Data items

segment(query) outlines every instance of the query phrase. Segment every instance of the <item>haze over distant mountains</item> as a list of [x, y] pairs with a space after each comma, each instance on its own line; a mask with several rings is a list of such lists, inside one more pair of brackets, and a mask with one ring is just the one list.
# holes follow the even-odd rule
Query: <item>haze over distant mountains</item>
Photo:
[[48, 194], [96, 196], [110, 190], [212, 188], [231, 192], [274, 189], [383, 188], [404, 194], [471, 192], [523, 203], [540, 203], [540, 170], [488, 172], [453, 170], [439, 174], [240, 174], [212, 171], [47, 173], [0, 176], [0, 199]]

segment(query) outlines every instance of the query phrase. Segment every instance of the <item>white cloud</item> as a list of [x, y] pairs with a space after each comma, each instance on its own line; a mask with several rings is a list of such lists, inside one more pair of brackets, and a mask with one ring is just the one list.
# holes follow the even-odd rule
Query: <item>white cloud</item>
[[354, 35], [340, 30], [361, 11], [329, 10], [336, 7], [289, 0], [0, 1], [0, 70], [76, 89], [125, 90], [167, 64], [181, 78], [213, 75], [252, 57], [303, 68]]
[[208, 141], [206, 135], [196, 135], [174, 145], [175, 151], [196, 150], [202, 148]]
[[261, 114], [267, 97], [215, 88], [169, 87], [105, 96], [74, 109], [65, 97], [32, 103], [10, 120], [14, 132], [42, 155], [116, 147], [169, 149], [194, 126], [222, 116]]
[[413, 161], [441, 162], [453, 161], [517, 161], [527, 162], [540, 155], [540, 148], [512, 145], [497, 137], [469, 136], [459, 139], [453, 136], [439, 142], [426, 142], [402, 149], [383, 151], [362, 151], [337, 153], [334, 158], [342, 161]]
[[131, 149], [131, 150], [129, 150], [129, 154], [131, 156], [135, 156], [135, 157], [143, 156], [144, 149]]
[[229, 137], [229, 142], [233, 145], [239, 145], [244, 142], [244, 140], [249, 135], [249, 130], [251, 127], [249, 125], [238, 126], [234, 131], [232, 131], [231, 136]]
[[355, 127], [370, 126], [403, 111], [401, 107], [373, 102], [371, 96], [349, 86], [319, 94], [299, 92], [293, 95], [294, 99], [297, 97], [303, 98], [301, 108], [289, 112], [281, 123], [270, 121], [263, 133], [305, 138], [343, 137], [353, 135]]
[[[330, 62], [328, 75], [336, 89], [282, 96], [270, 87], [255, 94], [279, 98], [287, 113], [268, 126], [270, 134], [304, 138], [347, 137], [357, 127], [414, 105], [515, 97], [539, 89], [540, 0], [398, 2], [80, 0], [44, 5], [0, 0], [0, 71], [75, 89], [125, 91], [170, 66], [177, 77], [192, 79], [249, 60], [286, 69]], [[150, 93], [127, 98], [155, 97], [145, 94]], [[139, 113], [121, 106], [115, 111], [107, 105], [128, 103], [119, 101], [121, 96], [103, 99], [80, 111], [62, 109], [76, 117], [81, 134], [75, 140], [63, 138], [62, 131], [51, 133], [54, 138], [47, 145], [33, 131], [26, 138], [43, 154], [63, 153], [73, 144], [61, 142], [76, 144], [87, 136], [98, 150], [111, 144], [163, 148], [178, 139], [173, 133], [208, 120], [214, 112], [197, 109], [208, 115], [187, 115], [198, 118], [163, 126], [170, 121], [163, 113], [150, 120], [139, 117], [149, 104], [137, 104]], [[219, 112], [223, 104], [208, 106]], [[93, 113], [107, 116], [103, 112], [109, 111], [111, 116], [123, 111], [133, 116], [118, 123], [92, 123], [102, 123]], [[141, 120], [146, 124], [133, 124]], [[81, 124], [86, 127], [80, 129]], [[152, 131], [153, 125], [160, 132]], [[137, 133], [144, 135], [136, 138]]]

### Direction
Please reproduce every one of the data items above, line for line, with no changes.

### Correct output
segment(query) outlines every instance of the query phrase. Segment every instance of the <item>haze over distant mountains</item> as a list of [x, y] pairs with a space after each comma, each instance on its own line; a mask with several rings is a list of such lists, inside one more pair of brackets, and a mask with one ring is just the one list.
# holes follow the even-odd rule
Query: <item>haze over distant mountains</item>
Photo:
[[48, 194], [96, 196], [110, 190], [212, 188], [231, 192], [274, 189], [383, 188], [404, 194], [471, 192], [523, 203], [540, 203], [540, 170], [488, 172], [453, 170], [439, 174], [240, 174], [212, 171], [47, 173], [0, 176], [0, 199]]

segment(query) outlines every instance of the query phrase. Segment every instance of the <item>white cloud</item> as a list of [x, y] pairs with a space after each comma, each instance on its own line; a mask with several rings is a list of such lists, inside one more pair of brackets, and a mask with one ring is just the one list.
# holes follow the even-odd rule
Query: <item>white cloud</item>
[[354, 35], [340, 30], [361, 11], [329, 10], [336, 7], [289, 0], [0, 1], [0, 70], [76, 89], [125, 90], [167, 64], [181, 78], [213, 75], [252, 57], [303, 68]]
[[208, 141], [206, 135], [196, 135], [174, 145], [175, 151], [196, 150], [202, 148]]
[[261, 114], [267, 97], [215, 88], [169, 87], [105, 96], [74, 109], [65, 97], [32, 103], [10, 120], [14, 132], [42, 155], [116, 147], [169, 149], [194, 126], [222, 116]]
[[413, 161], [441, 162], [453, 161], [517, 161], [527, 162], [540, 155], [540, 148], [512, 145], [497, 137], [469, 136], [459, 139], [453, 136], [439, 142], [426, 142], [402, 149], [383, 151], [362, 151], [337, 153], [334, 158], [342, 161]]
[[131, 149], [131, 150], [129, 150], [129, 154], [131, 156], [135, 156], [135, 157], [143, 156], [144, 149]]
[[229, 137], [229, 142], [233, 145], [239, 145], [244, 142], [244, 140], [249, 135], [249, 130], [251, 127], [249, 125], [238, 126], [234, 131], [232, 131], [231, 136]]
[[355, 127], [370, 126], [403, 111], [401, 107], [373, 102], [371, 96], [349, 86], [319, 94], [299, 92], [293, 95], [294, 99], [297, 97], [303, 98], [301, 108], [289, 112], [281, 123], [270, 121], [263, 133], [305, 138], [343, 137], [353, 135]]
[[[330, 62], [328, 75], [336, 89], [282, 96], [270, 87], [255, 94], [279, 98], [287, 113], [268, 126], [270, 134], [304, 138], [347, 137], [357, 127], [414, 105], [515, 97], [539, 89], [540, 0], [398, 2], [80, 0], [44, 5], [0, 0], [0, 71], [75, 89], [125, 91], [170, 66], [177, 77], [192, 79], [249, 60], [286, 69]], [[150, 93], [127, 98], [155, 97], [145, 94]], [[139, 113], [121, 106], [115, 111], [107, 105], [128, 103], [119, 101], [121, 96], [103, 99], [80, 111], [62, 109], [76, 117], [81, 134], [75, 140], [63, 138], [62, 131], [51, 133], [54, 138], [47, 145], [33, 131], [26, 138], [43, 154], [63, 153], [73, 144], [61, 142], [76, 144], [87, 136], [98, 150], [111, 144], [163, 148], [178, 139], [173, 133], [208, 120], [214, 112], [197, 109], [208, 115], [187, 115], [198, 118], [163, 126], [170, 121], [163, 113], [150, 120], [139, 117], [149, 104], [137, 104]], [[219, 112], [223, 104], [208, 106]], [[93, 113], [107, 116], [103, 112], [109, 111], [111, 116], [123, 111], [133, 116], [118, 123], [92, 123], [102, 123]], [[141, 120], [146, 124], [133, 124]], [[81, 124], [86, 127], [80, 129]], [[152, 131], [153, 125], [160, 132]], [[137, 133], [144, 135], [136, 138]]]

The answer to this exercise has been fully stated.